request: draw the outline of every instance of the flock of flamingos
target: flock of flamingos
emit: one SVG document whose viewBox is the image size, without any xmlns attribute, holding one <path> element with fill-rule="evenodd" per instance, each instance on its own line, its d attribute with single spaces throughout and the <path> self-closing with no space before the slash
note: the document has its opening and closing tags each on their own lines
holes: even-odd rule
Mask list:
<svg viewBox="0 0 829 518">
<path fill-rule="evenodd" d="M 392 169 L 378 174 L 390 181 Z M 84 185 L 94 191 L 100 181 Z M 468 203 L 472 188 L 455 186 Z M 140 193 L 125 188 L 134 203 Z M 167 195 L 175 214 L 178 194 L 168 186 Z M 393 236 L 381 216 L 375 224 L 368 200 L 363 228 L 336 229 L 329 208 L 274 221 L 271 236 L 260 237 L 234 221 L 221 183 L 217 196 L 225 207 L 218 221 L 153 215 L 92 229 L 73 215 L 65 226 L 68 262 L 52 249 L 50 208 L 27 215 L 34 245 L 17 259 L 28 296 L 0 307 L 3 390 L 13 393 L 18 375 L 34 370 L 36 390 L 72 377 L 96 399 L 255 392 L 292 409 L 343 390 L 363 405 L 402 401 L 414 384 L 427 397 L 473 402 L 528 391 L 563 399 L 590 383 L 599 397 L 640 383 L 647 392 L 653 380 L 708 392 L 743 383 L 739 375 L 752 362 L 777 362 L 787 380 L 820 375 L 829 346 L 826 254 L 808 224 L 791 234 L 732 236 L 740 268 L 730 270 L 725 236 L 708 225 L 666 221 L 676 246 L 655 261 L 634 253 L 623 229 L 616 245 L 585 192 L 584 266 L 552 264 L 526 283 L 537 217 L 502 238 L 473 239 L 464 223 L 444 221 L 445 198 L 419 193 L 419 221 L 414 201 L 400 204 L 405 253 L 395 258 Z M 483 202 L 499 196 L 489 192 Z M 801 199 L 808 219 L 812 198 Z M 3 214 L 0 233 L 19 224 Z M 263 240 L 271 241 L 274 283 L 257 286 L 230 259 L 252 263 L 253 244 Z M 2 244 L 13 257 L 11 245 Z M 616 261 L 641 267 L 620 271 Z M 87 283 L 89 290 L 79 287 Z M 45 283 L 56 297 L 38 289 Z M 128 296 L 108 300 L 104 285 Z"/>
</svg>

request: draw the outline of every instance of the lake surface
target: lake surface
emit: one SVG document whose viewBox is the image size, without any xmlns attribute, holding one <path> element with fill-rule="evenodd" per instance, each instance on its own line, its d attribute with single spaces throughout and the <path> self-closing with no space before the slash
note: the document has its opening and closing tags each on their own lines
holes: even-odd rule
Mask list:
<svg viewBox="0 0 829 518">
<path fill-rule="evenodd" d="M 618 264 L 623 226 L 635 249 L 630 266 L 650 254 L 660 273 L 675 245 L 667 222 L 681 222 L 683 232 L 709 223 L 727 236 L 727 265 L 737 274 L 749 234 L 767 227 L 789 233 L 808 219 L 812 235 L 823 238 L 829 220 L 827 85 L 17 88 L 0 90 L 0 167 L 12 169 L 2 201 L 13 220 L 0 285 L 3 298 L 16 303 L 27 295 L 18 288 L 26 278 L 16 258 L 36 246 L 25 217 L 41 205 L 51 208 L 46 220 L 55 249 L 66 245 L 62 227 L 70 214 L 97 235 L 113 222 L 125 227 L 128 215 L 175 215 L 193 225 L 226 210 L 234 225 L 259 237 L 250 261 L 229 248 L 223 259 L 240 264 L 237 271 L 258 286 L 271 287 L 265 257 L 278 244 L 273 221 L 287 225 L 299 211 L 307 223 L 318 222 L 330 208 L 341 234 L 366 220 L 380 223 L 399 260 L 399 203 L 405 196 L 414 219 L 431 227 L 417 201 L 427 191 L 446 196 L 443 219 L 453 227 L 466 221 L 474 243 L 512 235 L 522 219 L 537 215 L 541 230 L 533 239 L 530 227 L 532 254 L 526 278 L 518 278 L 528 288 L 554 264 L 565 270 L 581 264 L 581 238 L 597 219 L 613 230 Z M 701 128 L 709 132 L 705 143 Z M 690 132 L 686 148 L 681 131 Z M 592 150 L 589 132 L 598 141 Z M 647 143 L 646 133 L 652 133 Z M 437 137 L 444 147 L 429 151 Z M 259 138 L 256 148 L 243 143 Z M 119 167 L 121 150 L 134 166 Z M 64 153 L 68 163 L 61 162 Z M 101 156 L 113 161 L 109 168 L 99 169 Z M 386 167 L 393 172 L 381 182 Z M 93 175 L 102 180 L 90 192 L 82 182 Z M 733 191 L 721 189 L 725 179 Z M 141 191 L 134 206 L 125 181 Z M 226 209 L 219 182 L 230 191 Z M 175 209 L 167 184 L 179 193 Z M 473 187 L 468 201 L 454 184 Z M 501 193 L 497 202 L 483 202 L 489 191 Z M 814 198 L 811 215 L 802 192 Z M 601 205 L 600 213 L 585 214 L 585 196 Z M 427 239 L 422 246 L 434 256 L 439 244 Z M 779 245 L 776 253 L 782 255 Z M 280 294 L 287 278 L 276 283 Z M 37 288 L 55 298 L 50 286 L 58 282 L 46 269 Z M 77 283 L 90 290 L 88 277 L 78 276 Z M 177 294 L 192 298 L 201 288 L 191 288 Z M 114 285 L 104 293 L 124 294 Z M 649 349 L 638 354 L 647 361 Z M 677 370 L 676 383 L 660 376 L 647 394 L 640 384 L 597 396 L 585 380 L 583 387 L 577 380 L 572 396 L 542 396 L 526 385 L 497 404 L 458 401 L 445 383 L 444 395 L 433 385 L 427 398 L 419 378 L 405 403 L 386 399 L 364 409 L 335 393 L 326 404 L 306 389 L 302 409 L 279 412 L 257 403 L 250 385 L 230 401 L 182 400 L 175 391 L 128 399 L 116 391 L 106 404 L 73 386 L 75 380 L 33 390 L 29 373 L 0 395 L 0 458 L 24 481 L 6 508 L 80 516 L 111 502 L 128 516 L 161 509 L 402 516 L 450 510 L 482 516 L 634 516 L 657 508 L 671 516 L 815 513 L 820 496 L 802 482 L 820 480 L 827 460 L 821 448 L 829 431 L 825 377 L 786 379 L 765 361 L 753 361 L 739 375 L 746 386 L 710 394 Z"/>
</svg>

INSTRUCTIONS FOR THE TASK: Extract the rows unchanged, from the start through the line containing "target: flock of flamingos".

EXPECTED ANSWER:
request: draw the outline of every instance of the flock of flamingos
target: flock of flamingos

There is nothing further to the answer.